Problem » Extract every line in the entries below that contains the word "window".

Records contained in a dataset »
[Begin]
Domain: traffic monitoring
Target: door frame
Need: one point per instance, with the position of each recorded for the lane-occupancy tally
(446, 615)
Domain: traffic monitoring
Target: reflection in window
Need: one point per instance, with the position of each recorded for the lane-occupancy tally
[End]
[Begin]
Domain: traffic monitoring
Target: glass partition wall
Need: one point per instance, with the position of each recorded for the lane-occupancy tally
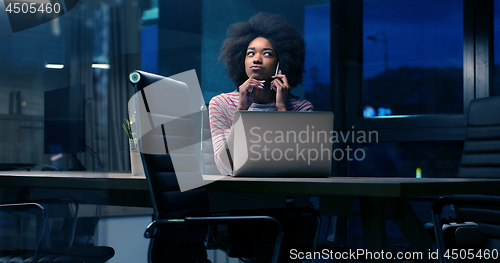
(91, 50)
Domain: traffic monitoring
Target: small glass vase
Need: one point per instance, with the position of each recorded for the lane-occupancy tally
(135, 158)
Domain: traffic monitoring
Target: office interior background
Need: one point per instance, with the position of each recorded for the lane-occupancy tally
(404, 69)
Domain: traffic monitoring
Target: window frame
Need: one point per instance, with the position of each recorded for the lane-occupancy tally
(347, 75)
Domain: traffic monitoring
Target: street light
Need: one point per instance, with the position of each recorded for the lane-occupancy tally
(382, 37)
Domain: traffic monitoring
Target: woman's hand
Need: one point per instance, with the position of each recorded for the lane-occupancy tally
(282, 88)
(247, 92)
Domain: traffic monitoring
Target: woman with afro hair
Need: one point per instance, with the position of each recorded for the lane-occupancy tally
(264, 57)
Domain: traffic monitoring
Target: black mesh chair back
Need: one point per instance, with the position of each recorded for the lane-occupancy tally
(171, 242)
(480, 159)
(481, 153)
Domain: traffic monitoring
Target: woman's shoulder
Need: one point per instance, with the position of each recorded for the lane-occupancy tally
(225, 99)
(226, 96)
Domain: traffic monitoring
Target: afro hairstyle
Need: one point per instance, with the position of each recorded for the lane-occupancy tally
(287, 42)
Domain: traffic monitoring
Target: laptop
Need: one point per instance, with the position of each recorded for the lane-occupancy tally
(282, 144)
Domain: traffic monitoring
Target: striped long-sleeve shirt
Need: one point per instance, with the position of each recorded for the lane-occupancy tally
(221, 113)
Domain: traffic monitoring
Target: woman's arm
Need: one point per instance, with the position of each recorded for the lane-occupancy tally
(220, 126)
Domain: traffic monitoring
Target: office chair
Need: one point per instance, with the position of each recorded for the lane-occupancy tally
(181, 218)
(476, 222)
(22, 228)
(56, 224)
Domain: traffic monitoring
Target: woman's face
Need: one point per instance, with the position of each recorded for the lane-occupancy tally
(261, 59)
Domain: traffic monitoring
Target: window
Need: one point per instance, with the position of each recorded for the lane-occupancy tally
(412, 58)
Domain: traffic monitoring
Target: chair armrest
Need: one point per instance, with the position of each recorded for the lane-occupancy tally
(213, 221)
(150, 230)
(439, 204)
[End]
Task solution »
Target: reflection in window
Target: window frame
Target: window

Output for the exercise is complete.